(Records of labeled points)
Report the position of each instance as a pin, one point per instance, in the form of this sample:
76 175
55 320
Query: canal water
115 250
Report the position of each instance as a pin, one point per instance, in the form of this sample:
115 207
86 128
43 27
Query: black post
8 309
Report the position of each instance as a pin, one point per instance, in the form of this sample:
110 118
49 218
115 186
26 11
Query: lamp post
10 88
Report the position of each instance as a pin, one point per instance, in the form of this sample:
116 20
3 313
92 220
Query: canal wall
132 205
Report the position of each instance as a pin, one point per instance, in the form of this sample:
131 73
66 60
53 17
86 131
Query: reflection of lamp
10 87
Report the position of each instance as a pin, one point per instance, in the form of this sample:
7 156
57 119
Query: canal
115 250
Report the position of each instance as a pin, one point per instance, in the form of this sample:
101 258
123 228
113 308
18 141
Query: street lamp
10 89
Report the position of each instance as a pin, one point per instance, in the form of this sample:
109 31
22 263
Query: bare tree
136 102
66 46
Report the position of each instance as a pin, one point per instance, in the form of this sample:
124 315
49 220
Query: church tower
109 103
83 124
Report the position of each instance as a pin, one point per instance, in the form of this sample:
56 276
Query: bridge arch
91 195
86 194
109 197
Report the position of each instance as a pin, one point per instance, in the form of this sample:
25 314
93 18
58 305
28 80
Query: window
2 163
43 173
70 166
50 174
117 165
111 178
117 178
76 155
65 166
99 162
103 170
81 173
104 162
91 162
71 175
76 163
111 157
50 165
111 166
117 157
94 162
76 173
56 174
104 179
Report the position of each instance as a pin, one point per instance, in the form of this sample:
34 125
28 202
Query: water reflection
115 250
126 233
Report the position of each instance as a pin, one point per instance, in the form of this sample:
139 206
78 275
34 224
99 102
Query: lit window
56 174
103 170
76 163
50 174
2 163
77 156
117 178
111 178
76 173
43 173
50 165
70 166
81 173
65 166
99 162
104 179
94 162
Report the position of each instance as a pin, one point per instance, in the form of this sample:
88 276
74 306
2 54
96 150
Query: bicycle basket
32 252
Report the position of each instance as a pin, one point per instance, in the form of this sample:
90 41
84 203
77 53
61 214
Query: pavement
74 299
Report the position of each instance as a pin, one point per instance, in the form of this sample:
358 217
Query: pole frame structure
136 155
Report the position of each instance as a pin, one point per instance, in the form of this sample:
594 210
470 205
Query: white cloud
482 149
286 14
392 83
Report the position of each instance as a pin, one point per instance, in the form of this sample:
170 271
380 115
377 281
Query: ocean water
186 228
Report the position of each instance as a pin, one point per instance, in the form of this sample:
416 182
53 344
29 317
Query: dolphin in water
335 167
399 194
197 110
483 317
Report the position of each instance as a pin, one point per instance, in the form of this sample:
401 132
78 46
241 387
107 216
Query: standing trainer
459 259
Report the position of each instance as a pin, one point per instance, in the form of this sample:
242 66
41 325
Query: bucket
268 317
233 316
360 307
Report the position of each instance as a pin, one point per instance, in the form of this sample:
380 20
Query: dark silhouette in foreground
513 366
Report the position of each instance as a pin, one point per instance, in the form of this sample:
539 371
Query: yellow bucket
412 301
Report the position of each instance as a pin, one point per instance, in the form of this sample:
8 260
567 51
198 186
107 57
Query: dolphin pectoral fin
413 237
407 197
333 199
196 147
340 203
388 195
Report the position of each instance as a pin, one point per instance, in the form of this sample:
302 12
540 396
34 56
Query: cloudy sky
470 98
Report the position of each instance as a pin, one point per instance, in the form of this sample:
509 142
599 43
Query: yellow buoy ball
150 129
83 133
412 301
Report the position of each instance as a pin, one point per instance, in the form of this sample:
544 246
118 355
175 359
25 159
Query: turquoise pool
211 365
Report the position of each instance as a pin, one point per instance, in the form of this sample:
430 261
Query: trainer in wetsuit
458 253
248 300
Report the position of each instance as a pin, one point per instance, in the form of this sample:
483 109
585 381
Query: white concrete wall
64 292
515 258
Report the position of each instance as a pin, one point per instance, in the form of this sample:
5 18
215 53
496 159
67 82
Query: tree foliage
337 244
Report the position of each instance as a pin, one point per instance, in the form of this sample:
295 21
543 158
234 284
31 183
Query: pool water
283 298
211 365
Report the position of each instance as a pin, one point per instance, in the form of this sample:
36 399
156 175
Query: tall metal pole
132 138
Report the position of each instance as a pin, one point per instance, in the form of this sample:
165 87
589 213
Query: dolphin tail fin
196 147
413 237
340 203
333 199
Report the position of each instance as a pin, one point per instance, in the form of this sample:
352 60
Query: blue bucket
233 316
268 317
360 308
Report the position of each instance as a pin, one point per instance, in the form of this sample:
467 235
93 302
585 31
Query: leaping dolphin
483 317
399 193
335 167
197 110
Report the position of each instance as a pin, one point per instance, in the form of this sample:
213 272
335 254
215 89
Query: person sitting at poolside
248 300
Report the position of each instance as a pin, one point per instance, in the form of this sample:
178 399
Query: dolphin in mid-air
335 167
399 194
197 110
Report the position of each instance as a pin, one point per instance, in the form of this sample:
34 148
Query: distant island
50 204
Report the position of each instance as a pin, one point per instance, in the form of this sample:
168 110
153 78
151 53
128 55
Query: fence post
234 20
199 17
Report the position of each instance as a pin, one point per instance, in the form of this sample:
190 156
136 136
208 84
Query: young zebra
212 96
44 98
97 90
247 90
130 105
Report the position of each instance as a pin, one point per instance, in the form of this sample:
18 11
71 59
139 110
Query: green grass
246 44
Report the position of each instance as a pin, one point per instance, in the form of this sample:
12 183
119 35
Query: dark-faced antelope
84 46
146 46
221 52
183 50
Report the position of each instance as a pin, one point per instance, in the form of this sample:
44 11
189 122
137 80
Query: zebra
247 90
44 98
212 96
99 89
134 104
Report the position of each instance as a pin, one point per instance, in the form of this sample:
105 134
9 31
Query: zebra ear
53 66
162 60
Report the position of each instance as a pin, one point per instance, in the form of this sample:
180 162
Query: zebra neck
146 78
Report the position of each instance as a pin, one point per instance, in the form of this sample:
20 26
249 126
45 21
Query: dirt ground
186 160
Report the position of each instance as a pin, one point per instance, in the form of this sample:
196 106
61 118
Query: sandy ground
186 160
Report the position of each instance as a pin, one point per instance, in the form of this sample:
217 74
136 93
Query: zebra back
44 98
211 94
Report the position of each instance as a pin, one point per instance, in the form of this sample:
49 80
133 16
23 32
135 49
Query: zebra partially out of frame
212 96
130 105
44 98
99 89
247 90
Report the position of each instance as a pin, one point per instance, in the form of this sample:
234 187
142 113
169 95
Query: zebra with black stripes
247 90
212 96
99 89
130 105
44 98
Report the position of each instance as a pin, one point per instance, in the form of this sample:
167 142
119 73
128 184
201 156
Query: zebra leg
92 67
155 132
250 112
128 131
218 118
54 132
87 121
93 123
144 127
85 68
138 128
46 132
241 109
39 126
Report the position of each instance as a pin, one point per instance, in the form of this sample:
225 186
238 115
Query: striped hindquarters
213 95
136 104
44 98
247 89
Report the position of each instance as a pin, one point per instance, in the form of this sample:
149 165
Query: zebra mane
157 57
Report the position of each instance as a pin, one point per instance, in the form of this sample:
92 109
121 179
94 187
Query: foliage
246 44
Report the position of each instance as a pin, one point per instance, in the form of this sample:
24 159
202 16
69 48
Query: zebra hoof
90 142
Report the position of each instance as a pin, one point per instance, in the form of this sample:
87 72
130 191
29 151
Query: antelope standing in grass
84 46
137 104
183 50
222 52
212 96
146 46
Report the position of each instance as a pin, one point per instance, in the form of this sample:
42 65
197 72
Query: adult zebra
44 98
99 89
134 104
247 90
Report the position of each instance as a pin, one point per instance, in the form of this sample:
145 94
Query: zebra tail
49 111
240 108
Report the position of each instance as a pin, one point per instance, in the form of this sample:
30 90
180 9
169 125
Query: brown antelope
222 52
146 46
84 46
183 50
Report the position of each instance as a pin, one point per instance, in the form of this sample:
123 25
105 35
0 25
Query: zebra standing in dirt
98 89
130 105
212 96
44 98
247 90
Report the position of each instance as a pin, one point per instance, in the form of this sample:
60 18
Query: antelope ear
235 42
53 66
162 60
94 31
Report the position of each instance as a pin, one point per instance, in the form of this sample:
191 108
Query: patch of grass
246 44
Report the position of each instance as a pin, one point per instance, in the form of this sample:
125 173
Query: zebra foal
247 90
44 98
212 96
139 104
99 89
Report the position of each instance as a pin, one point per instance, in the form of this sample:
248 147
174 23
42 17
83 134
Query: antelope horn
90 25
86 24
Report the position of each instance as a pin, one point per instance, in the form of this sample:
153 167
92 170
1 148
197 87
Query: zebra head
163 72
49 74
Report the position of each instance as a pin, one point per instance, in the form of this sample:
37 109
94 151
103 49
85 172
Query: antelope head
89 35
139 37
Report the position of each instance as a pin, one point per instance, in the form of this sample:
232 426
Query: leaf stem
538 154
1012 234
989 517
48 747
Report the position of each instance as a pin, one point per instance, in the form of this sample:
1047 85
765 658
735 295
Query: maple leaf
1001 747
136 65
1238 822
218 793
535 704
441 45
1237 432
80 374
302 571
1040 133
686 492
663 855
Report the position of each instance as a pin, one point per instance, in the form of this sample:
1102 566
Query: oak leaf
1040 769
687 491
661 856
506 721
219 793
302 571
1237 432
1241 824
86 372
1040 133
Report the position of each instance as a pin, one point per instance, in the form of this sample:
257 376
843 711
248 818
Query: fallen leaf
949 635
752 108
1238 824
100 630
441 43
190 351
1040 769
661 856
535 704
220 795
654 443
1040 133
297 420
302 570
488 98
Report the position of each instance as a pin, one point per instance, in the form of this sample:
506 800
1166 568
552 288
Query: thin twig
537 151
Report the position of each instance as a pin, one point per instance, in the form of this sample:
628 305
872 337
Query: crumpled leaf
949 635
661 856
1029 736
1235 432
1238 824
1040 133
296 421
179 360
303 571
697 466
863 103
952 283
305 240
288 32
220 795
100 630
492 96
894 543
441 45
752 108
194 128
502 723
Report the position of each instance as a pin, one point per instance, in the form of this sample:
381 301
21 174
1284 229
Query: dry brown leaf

| To do |
Which lines in the material above contain the string "trainer"? Copy each of them out.

| Response to the exercise |
Query: standing trainer
Query: trainer in wetsuit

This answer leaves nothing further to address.